Reproduce each line of the material precisely.
#### LISTED RECORDS
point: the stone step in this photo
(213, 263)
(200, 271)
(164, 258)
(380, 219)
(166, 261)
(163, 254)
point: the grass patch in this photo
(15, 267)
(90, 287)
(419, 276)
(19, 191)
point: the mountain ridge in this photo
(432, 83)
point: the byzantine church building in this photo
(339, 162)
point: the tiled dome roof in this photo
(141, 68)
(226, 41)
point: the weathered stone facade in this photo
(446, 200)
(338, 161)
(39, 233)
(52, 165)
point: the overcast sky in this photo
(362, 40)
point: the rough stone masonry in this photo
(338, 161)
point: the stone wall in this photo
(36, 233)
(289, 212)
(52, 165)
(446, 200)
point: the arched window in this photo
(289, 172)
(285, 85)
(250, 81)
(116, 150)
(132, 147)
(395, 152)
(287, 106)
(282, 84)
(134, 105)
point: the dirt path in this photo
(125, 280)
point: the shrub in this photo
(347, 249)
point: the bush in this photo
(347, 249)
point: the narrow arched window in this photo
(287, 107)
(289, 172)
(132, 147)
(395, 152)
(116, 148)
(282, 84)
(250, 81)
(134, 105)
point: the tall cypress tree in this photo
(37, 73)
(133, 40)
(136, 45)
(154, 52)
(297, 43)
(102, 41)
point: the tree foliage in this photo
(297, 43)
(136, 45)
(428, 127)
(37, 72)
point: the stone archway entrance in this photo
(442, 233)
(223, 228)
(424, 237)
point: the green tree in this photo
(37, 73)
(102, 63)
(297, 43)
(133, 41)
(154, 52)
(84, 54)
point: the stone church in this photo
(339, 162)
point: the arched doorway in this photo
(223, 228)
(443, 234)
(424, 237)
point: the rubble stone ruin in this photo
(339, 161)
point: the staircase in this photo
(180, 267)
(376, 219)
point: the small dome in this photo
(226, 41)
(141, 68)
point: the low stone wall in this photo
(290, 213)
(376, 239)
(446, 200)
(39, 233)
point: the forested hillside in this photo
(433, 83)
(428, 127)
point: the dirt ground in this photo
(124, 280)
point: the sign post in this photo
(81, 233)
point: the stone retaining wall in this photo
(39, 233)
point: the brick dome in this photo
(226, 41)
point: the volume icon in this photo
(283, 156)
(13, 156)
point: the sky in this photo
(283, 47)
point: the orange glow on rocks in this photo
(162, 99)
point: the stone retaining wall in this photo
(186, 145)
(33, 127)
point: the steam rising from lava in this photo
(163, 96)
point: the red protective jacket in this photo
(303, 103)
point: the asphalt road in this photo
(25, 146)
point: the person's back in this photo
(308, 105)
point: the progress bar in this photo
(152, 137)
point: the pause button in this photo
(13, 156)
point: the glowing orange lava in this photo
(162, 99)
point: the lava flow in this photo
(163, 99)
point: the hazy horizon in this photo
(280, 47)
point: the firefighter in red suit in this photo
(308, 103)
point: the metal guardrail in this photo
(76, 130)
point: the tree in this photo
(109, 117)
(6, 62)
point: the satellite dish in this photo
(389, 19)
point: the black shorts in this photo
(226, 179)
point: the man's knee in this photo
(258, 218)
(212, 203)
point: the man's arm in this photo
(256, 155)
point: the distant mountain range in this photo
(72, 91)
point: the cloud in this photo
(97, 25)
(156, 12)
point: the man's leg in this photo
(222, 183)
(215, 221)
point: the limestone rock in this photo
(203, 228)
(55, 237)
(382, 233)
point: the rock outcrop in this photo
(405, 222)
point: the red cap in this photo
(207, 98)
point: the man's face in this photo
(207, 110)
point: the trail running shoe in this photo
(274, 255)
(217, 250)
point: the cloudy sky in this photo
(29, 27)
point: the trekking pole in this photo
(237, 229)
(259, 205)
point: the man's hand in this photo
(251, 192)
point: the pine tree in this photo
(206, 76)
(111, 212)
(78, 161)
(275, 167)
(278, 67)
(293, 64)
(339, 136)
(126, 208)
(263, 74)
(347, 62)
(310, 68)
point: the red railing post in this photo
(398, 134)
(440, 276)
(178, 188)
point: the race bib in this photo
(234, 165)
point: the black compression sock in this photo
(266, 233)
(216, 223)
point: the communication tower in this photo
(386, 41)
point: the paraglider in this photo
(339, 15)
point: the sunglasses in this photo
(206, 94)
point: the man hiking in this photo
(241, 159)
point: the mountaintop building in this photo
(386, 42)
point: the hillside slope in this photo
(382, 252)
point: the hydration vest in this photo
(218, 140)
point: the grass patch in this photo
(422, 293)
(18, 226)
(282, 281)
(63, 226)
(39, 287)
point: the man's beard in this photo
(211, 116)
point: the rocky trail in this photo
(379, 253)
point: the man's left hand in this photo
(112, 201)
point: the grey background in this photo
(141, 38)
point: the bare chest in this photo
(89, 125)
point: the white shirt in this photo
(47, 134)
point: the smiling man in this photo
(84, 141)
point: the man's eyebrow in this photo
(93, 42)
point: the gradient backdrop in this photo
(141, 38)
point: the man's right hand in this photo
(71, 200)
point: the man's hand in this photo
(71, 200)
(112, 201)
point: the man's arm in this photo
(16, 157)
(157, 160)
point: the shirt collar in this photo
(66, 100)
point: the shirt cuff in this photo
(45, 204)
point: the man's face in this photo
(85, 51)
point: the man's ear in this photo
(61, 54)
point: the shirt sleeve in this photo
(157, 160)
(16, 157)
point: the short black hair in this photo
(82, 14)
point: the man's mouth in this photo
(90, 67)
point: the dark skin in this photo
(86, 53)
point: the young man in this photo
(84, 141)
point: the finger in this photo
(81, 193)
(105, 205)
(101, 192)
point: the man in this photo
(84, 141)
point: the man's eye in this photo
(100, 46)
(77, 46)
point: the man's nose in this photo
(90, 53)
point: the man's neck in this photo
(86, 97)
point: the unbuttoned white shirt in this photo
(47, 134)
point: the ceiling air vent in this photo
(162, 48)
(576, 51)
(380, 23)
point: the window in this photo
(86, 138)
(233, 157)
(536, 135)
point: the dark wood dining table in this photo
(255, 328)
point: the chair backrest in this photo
########
EXPECTED ANSWER —
point: the stone step in this photo
(213, 263)
(200, 271)
(164, 258)
(380, 219)
(166, 261)
(163, 254)
point: the grass patch in this photo
(15, 267)
(90, 287)
(419, 276)
(19, 191)
point: the mountain ridge in this photo
(432, 83)
point: the byzantine church building in this photo
(339, 162)
point: the tiled dome roof in this photo
(141, 68)
(226, 41)
point: the weathered stone facade in this photo
(446, 200)
(338, 161)
(39, 233)
(52, 165)
point: the overcast sky in this photo
(362, 40)
point: the rough stone masonry in this photo
(338, 161)
point: the stone wall in this photo
(36, 233)
(289, 212)
(52, 165)
(446, 200)
point: the arched window in this photo
(289, 172)
(285, 85)
(250, 81)
(116, 150)
(132, 147)
(395, 152)
(287, 106)
(282, 84)
(134, 105)
point: the dirt path in this photo
(125, 280)
point: the shrub in this photo
(347, 249)
point: the bush in this photo
(347, 249)
point: the narrow arched window in this photo
(287, 107)
(289, 172)
(132, 147)
(395, 152)
(116, 148)
(282, 84)
(250, 81)
(134, 105)
point: the tall cypress tree in this photo
(37, 73)
(133, 40)
(136, 45)
(154, 52)
(297, 43)
(102, 41)
point: the tree foliage in this photo
(297, 43)
(136, 45)
(428, 127)
(37, 72)
point: the stone archway entrance in this photo
(442, 233)
(223, 228)
(424, 237)
point: the green tree in this photo
(37, 73)
(102, 63)
(297, 43)
(133, 41)
(154, 52)
(84, 54)
point: the stone church in this photo
(339, 162)
point: the arched doorway in this photo
(223, 228)
(443, 234)
(424, 237)
point: the rubble stone ruin in this photo
(339, 161)
point: the staircase in this photo
(180, 267)
(376, 219)
point: the small dome in this photo
(226, 41)
(141, 68)
point: the low stone wall in this photo
(290, 213)
(376, 239)
(446, 200)
(39, 233)
point: the forested hillside in this photo
(433, 83)
(428, 127)
point: the dirt ground in this photo
(124, 280)
point: the sign post in this photo
(81, 233)
point: the stone retaining wall in this photo
(39, 233)
point: the brick dome in this photo
(226, 41)
point: the volume icon in this photo
(283, 156)
(13, 156)
point: the sky in this photo
(283, 47)
point: the orange glow on rocks in this photo
(162, 99)
point: the stone retaining wall in this photo
(186, 145)
(33, 127)
point: the steam rising from lava in this photo
(163, 96)
point: the red protective jacket in this photo
(303, 103)
point: the asphalt road in this photo
(25, 146)
point: the person's back in this photo
(308, 105)
point: the progress bar in this photo
(152, 137)
point: the pause button in this photo
(13, 156)
point: the glowing orange lava in this photo
(162, 99)
point: the lava flow in this photo
(163, 99)
point: the hazy horizon in this photo
(280, 47)
point: the firefighter in red suit in this photo
(308, 103)
point: the metal guardrail in this photo
(76, 130)
point: the tree in this photo
(109, 117)
(6, 62)
point: the satellite dish in this photo
(389, 19)
point: the black shorts in this photo
(226, 179)
point: the man's knee in this photo
(258, 218)
(212, 203)
point: the man's arm in this photo
(256, 155)
point: the distant mountain range in this photo
(72, 91)
point: the cloud in this photo
(97, 25)
(156, 12)
point: the man's leg in this photo
(222, 183)
(215, 221)
point: the limestone rock in this photo
(203, 228)
(55, 237)
(382, 233)
point: the rock outcrop in this photo
(405, 222)
point: the red cap in this photo
(207, 98)
point: the man's face in this photo
(207, 110)
point: the trail running shoe in this photo
(274, 255)
(217, 250)
point: the cloudy sky in this photo
(29, 27)
point: the trekking pole in this photo
(237, 229)
(259, 205)
point: the man's hand in this photo
(251, 192)
point: the pine tree in this photo
(206, 76)
(111, 212)
(78, 161)
(275, 167)
(278, 67)
(293, 64)
(339, 136)
(126, 208)
(263, 74)
(347, 62)
(310, 68)
point: the red railing post in this photo
(398, 134)
(440, 276)
(178, 188)
point: the race bib in this photo
(234, 165)
point: the black compression sock in this photo
(266, 233)
(216, 223)
point: the communication tower in this photo
(386, 41)
point: the paraglider in this photo
(339, 15)
point: the sunglasses in this photo
(206, 94)
point: the man hiking in this photo
(241, 159)
point: the mountaintop building in this photo
(386, 42)
point: the hillside slope in this photo
(382, 252)
point: the hydration vest in this photo
(218, 140)
point: the grass patch in this photo
(422, 293)
(18, 226)
(282, 281)
(63, 226)
(39, 287)
point: the man's beard in this photo
(211, 116)
point: the rocky trail in this photo
(379, 253)
point: the man's left hand in this photo
(112, 201)
point: the grey background in this photo
(141, 38)
point: the bare chest in this photo
(89, 125)
point: the white shirt in this photo
(47, 134)
point: the smiling man in this photo
(84, 141)
point: the man's eyebrow in this photo
(93, 42)
point: the gradient backdrop in this photo
(141, 38)
point: the man's right hand in this photo
(71, 200)
point: the man's hand in this photo
(71, 200)
(112, 201)
point: the man's arm in this photo
(16, 157)
(157, 160)
point: the shirt collar in this photo
(66, 100)
point: the shirt cuff in this photo
(45, 204)
point: the man's face in this photo
(85, 51)
point: the man's ear in this photo
(61, 54)
point: the shirt sleeve in this photo
(157, 160)
(16, 157)
point: the short black hair in this photo
(82, 14)
point: the man's mouth in this photo
(90, 67)
point: the dark skin in this photo
(86, 53)
point: the young man in this photo
(84, 141)
point: the finger in this photo
(81, 193)
(105, 205)
(101, 192)
point: the man in this photo
(84, 141)
point: the man's eye in this photo
(100, 46)
(77, 46)
point: the man's nose in this photo
(90, 53)
point: the man's neck in this photo
(86, 97)
point: the unbuttoned white shirt in this photo
(47, 134)
point: the ceiling air vent in this photo
(162, 48)
(576, 51)
(380, 23)
point: the window in this photo
(86, 138)
(233, 157)
(536, 135)
point: the dark wood dining table in this photo
(255, 328)
point: the chair backrest in this photo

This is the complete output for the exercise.